I’m in a particular busy season. I find that as my schedule increases, my worship tends to decrease. I usually don’t even recognize this until I am in a corporate worship environment and realize how much I’m being refreshed.
Worship is a natural part of my spiritual DNA, so it seems like worship should just ooze out, right? Well, sometimes.
Breathing is also a natural part of my DNA. My body is designed in such a way that 99% of the time I never think about the breath I’m inhaling. But sometimes I need to take control. I need an extra sigh, or I’ve held my breath under water and now I need a new supply of oxygen.
Worship is the same way. 99% of the time I never think about it, I just worship. But sometimes I need an extra breath of worship, or I’ve been holding my worship breath too long and the old worship just isn’t enough to sustain life. In these moments, I need to spiritually inhale–and it usually doesn’t come naturally. I have to find a way to work it in.
I think too often my schedule causes me to hold my spiritual breath. I run, run, run from one meeting to another, or one event to another, or one crisis to another. During those moments I don’t worship. I don’t inhale a new breath from God. I’m relying on something from last month, or last week, or yesterday. That breath is fine for a moment, but it soon loses nourishment. I have to breath again. I have to inhale. I have to worship.
If you’re there with me, can I just encourage you to pause? Right now. Pause. Worship. Put everything else on the calendar aside. Inhale. Draw in the life-sustaining breath of God through worship. You’ll feel better. You’ll feel life.
Today I’ll join you. Today I’m going to inhale.
How do you manage to worship through your busy seasons?
l_mantey says
These days, Rob, I am not really busy…I have blood draws and doc visits, etc., but for me personally, I must have time in the morning before the day crowds out spending time with the Lord…and for me, spending time with the Lord, praying and reading through His Word, is my time of worship. Even when all three of my kids were homeschooled, I HAD to get up at least an hour before they would hit the floor because I MUST have that time with the Lord.
I’ve had one season where I didn’t have that morning time….I had to go work out or work on some research I was doing for a friend, or walk Escher, my Boxer…..but in that season I saw myself moving away from the Father and letting other things become more important.
Since my brain surgery in September, I have returned to my first Love, and again, spending time with HIM is the most important time of my day.
------------------------------------
→ **What you need to do**
A) Write out everything in the post on worship from "l_mantey says" down to "become more important.".
B) In the post on worship, what is the name of the commenter's Boxer?

→ **Recorded data**
------------------------------------
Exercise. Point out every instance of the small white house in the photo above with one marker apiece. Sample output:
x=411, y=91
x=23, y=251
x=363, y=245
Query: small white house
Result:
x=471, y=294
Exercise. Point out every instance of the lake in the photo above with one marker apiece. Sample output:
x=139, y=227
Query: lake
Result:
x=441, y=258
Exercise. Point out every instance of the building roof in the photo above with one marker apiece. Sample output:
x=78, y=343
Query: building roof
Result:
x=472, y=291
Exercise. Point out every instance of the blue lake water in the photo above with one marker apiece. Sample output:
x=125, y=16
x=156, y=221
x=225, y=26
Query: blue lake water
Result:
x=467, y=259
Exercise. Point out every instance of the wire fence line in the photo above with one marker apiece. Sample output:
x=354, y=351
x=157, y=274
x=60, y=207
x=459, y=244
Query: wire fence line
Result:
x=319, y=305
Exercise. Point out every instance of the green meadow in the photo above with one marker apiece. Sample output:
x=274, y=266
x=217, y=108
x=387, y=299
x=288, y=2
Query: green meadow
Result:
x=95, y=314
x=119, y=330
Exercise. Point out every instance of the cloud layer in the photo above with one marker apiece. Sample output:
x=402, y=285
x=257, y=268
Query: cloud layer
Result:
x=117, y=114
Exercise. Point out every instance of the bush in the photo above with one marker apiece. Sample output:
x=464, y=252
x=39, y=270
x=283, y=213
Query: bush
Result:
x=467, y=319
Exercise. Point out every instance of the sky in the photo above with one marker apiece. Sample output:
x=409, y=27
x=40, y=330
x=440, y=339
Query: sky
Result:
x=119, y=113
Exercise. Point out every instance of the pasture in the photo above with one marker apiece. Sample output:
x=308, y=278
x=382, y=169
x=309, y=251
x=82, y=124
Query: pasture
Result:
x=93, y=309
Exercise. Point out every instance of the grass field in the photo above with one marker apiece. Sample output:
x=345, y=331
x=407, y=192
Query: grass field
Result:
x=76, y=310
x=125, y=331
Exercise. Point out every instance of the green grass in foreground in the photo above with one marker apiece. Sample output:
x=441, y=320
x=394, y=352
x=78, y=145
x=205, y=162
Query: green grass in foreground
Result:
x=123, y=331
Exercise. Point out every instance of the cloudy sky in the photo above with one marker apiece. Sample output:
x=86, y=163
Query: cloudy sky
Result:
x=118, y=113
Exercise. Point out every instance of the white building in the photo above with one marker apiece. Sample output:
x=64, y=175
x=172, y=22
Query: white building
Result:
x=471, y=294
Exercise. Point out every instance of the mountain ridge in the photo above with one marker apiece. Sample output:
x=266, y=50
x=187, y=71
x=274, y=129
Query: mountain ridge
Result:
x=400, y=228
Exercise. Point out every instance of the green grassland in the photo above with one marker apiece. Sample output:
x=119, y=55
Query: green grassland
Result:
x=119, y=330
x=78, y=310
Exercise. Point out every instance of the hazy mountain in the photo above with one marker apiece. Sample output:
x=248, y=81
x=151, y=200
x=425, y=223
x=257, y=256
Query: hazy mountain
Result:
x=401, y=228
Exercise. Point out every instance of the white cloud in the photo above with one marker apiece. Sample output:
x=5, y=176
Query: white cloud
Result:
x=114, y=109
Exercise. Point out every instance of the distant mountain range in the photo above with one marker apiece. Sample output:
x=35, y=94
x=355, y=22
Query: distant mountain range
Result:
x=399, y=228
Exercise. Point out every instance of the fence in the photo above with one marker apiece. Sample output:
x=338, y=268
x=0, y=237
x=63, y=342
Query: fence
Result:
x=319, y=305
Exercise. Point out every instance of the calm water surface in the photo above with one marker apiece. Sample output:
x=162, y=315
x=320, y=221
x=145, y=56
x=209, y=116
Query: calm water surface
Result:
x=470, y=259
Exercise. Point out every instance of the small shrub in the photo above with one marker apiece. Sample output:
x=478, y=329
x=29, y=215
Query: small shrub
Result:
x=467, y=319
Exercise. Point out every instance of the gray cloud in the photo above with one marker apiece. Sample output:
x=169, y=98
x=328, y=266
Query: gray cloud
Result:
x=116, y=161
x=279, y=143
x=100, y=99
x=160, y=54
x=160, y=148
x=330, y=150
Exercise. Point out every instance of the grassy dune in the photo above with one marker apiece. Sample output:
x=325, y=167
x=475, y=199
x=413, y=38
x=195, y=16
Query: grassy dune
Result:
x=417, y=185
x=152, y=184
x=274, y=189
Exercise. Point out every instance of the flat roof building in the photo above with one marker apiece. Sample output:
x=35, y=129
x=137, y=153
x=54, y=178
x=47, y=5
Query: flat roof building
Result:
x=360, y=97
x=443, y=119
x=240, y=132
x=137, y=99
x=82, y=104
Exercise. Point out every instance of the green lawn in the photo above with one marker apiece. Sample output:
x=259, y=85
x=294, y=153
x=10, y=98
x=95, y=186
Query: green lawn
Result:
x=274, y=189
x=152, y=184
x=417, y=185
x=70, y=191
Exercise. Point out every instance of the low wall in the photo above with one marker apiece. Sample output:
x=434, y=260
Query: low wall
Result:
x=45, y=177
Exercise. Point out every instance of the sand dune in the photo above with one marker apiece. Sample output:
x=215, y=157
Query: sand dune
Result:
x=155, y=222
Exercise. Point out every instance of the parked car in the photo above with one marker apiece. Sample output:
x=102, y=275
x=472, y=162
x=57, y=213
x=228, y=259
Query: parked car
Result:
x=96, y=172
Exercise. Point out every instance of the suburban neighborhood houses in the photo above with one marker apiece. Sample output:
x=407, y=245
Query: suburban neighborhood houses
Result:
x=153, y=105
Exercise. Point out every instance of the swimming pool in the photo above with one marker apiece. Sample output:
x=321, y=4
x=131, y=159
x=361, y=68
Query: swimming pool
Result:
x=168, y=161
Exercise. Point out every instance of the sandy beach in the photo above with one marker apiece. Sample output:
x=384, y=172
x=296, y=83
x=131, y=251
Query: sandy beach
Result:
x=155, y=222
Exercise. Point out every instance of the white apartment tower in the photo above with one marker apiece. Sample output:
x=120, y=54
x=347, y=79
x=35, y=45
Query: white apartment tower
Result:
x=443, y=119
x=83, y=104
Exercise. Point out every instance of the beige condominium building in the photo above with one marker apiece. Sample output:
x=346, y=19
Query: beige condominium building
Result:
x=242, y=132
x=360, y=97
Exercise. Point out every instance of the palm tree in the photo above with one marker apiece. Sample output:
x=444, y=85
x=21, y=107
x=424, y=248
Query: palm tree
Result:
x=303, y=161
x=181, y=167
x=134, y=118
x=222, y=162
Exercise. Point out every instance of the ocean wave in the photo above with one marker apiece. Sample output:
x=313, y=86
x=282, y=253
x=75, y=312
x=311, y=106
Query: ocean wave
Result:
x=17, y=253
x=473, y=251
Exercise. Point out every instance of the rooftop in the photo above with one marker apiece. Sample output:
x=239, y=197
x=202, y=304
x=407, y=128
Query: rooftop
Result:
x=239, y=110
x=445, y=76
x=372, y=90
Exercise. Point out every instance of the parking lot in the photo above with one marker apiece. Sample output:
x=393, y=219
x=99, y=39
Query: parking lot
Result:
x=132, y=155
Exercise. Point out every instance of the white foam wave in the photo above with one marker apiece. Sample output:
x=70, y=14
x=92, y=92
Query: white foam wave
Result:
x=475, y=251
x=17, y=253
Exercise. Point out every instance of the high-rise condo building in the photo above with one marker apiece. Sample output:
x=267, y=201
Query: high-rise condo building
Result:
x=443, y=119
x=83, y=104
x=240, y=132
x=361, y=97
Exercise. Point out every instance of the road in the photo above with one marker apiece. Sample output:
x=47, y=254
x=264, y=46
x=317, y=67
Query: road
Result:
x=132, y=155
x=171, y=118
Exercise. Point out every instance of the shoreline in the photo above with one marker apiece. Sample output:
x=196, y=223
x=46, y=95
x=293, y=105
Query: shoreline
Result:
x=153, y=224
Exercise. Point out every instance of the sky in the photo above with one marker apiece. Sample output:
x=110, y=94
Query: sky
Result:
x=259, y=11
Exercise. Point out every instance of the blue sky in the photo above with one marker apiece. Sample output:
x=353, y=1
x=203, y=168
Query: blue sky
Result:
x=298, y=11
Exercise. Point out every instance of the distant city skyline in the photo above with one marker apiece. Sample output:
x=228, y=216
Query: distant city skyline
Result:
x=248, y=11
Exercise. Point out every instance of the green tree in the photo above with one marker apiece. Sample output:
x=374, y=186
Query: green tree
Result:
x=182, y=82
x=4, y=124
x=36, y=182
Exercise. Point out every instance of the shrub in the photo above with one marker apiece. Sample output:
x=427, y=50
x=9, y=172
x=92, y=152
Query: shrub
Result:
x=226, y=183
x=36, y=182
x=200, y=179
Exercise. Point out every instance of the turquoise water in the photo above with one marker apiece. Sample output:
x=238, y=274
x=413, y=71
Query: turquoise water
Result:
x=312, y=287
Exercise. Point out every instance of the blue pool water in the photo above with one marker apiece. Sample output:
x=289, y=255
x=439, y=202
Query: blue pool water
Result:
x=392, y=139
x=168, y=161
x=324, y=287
------------------------------------
→ **Outputs by task**
A)
l_mantey says
These days, Rob, I am not really busy…I have blood draws and doc visits, etc., but for me personally, I must have time in the morning before the day crowds out spending time with the Lord…and for me, spending time with the Lord, praying and reading through His Word, is my time of worship. Even when all three of my kids were homeschooled, I HAD to get up at least an hour before they would hit the floor because I MUST have that time with the Lord.
I’ve had one season where I didn’t have that morning time….I had to go work out or work on some research I was doing for a friend, or walk Escher, my Boxer…..but in that season I saw myself moving away from the Father and letting other things become more important.

B) Escher